[Region pointing data]
_____
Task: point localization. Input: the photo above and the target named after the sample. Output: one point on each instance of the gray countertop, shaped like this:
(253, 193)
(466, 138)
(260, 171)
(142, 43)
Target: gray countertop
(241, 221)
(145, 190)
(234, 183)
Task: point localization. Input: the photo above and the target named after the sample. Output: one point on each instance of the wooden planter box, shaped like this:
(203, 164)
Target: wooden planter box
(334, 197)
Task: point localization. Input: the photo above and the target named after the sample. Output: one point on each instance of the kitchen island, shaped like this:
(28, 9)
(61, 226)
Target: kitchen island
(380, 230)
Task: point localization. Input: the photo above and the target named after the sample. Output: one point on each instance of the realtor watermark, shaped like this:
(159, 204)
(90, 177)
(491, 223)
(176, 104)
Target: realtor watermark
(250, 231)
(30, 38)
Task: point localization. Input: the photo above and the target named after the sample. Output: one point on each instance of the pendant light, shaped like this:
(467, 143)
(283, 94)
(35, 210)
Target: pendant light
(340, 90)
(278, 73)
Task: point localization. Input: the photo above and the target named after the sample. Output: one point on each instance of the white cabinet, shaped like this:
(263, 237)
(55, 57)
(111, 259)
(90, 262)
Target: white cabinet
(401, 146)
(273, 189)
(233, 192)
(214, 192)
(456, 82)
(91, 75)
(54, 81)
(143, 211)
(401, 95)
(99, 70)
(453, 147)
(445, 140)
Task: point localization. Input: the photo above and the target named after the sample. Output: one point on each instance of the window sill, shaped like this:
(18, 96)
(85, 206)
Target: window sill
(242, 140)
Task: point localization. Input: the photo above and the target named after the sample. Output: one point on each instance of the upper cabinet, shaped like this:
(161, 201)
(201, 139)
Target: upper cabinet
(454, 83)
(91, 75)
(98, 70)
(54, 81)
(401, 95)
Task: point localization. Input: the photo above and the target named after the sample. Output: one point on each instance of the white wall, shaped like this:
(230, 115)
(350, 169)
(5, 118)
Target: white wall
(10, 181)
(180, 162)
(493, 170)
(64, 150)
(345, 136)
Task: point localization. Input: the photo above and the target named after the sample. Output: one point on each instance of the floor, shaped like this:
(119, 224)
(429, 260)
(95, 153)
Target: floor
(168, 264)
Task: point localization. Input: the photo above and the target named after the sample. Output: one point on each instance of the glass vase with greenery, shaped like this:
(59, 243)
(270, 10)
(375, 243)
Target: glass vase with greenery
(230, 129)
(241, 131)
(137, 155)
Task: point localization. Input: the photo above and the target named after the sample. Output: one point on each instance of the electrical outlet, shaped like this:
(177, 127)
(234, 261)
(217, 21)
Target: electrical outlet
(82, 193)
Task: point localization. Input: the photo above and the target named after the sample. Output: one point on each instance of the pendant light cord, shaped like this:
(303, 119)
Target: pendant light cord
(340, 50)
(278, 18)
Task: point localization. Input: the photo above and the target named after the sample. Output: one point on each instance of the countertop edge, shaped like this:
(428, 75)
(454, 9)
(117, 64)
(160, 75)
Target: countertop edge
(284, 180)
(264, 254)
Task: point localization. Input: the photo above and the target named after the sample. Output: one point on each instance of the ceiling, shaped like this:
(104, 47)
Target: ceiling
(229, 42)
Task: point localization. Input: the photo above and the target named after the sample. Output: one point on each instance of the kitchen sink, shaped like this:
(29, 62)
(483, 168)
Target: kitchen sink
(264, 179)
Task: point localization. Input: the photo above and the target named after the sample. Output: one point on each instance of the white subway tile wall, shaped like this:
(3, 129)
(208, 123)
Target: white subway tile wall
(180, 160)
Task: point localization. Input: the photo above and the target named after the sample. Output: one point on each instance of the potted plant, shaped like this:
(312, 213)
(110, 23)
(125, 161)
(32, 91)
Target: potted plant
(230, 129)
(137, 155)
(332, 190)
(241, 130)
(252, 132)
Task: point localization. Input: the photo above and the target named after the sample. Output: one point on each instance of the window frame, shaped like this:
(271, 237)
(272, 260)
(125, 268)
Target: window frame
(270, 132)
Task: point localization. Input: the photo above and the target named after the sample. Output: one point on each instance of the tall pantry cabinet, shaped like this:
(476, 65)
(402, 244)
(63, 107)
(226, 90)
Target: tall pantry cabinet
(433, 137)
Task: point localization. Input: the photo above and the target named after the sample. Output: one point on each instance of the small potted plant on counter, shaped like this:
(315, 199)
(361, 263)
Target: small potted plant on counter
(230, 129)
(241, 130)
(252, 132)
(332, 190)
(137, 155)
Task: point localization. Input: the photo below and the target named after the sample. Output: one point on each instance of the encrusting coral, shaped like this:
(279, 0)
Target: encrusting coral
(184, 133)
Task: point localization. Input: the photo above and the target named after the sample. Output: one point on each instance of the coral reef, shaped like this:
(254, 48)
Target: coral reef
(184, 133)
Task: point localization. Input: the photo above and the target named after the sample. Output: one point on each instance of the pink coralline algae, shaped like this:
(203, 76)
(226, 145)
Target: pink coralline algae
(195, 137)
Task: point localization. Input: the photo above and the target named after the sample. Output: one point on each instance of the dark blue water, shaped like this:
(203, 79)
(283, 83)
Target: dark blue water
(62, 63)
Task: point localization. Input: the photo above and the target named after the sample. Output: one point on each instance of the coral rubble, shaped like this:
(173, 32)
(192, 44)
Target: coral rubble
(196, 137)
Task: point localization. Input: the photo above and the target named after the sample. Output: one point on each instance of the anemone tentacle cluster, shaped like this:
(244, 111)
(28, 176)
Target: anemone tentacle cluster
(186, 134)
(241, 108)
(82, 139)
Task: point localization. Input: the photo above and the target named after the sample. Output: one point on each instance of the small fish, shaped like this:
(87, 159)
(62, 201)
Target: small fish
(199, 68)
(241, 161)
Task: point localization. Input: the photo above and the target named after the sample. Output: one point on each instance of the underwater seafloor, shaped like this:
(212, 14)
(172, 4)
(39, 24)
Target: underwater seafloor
_____
Your task: Output an identical copy of every record above.

Reply to the exercise:
Task: point localization. Input: the photo above and the target named after the sample. Output: one point on each instance of the gray countertop, shaped like this:
(253, 193)
(466, 138)
(260, 171)
(142, 43)
Target: gray countertop
(241, 221)
(145, 190)
(234, 183)
Task: point localization. Input: the photo above and the target named after the sample. Output: one point on each instance of the wooden planter box, shaped like this:
(203, 164)
Target: wooden planter box
(334, 197)
Task: point localization. Input: the photo above and the target named after the sample. Output: one point on each instance of the kitchen island, shaped like this:
(28, 9)
(61, 226)
Target: kitchen island
(380, 230)
Task: point localization. Input: the photo above and the target named after the sample. Output: one point on each instance of the realtor watermark, shaped like this:
(159, 204)
(90, 177)
(491, 223)
(176, 104)
Target: realtor watermark
(250, 231)
(30, 38)
Task: point localization. Input: the photo above and the target named after the sample. Output: one point on each instance of the pendant light, shaped like this:
(467, 143)
(283, 94)
(35, 210)
Target: pendant light
(340, 90)
(278, 73)
Task: point localization. Input: the photo above and the target named after the sample. Output: one point on each instance of the white cabinet, shaped like this:
(263, 237)
(55, 57)
(111, 259)
(90, 262)
Target: white cabinet
(401, 146)
(273, 189)
(233, 192)
(214, 192)
(456, 82)
(91, 75)
(54, 81)
(143, 211)
(401, 95)
(99, 70)
(453, 147)
(445, 140)
Task: point localization. Input: the photo above and the target named after the sample. Output: one point on each instance of the window sill, shaped like this:
(18, 96)
(85, 206)
Target: window sill
(242, 140)
Task: point localization. Input: the photo above and the target named after the sample. Output: one point on each instance of the upper cabinet, shaped like this:
(161, 201)
(201, 139)
Target: upper cabinet
(454, 83)
(91, 75)
(98, 70)
(54, 81)
(401, 95)
Task: point localization. Input: the photo above and the target named after the sample. Output: one point on each instance of the white wall, shaped like this:
(230, 115)
(350, 169)
(5, 118)
Target: white wall
(10, 181)
(180, 162)
(493, 170)
(64, 150)
(345, 136)
Task: point localization. Input: the photo above and the target named after the sample. Output: one point on each instance of the floor, shaped like this:
(119, 224)
(429, 260)
(95, 153)
Target: floor
(168, 264)
Task: point localization. Input: the photo above and the target named after the sample. Output: one point on each instance of the glass vase with greenery, shaped like this:
(59, 243)
(270, 10)
(375, 243)
Target: glass vase with greenery
(230, 129)
(241, 131)
(137, 155)
Task: point localization. Input: the photo above and the target named after the sample. Output: one point on each instance of the electrical outlet, shaped like this:
(177, 127)
(234, 261)
(217, 21)
Target: electrical outlet
(82, 193)
Task: point localization. Input: the photo above and the target named after the sample. Output: one point on each instance of the pendant light cord, shaped like this:
(303, 119)
Target: pendant light cord
(340, 50)
(278, 18)
Task: point localization. Input: the photo above and the target named after the sample. Output: one point on each instance of the countertop edge, shaped like this:
(428, 75)
(454, 9)
(117, 64)
(160, 75)
Target: countertop edge
(284, 180)
(264, 254)
Task: point localization. Input: the photo above and the target named after the sample. Output: one point on each instance of the ceiling, shaped like this:
(104, 47)
Target: ceiling
(229, 42)
Task: point localization. Input: the photo above and the target named after the sample. Output: one point on each instance of the kitchen sink, shaped like this:
(29, 62)
(483, 168)
Target: kitchen sink
(264, 179)
Task: point localization. Input: the photo above and the target named after the sample. Output: one point on each instance of the white subway tile wall, shaped like this:
(3, 129)
(208, 123)
Target: white subway tile wall
(180, 160)
Task: point localization. Input: the photo above and the target named after the sample. Output: one point on each instance of the potted plant, shaped like this:
(312, 213)
(110, 23)
(125, 161)
(32, 91)
Target: potted plant
(230, 129)
(137, 155)
(332, 190)
(241, 130)
(252, 132)
Task: point localization. Input: the photo above and the target named after the sample. Output: one point on each instance of the window frame, shaped like this:
(271, 237)
(272, 260)
(125, 268)
Target: window frame
(270, 132)
Task: point localization. Input: the photo above and the target named after the sample. Output: one point on each instance of the tall pantry cabinet, shaped like this:
(476, 65)
(402, 244)
(63, 107)
(226, 90)
Target: tall pantry cabinet
(433, 137)
Task: point localization. Input: the photo above and the target named after the sample. Output: one point on each instance of the small potted plant on counter, shaped like this:
(315, 199)
(361, 263)
Target: small potted plant on counter
(230, 129)
(241, 130)
(252, 132)
(332, 190)
(137, 155)
Task: point localization. Input: the photo below and the target named after the sample. Output: one point on each instance of the encrusting coral, shaped like this:
(279, 0)
Target: encrusting coral
(184, 133)
Task: point localization. Input: the photo above and the target named after the sample. Output: one point on each instance of the coral reef, shaped like this:
(254, 48)
Target: coral reef
(184, 133)
Task: point localization. Input: the photo above and the target named after the sample. Output: one point on each instance of the pink coralline algae, shaped like this:
(203, 76)
(226, 145)
Target: pink coralline algae
(195, 137)
Task: point localization. Input: the photo above and the target named after the sample. Output: one point on each instance of the dark blue water, shaped like this:
(203, 79)
(283, 83)
Target: dark blue water
(62, 63)
Task: point localization. Input: the photo above and the target named after the sample. Output: one point on each instance of the coral rubble, shaped like this:
(173, 32)
(192, 44)
Target: coral rubble
(196, 137)
Task: point localization. Input: the photo above and the target named after the sample. Output: one point on each instance of the anemone tentacle cluster, shaped like this:
(244, 111)
(28, 176)
Target: anemone tentacle cluster
(186, 134)
(241, 108)
(82, 139)
Task: point localization. Input: the photo above and the target named after the sample. Output: one point on each instance of the small fish, shaped like this:
(87, 159)
(62, 201)
Target: small fish
(199, 68)
(241, 161)
Task: point localization. Input: the photo above and the target named after the sample. Output: one point on each instance of the underwater seafloor, shaped like this:
(212, 14)
(172, 4)
(39, 24)
Target: underwater seafloor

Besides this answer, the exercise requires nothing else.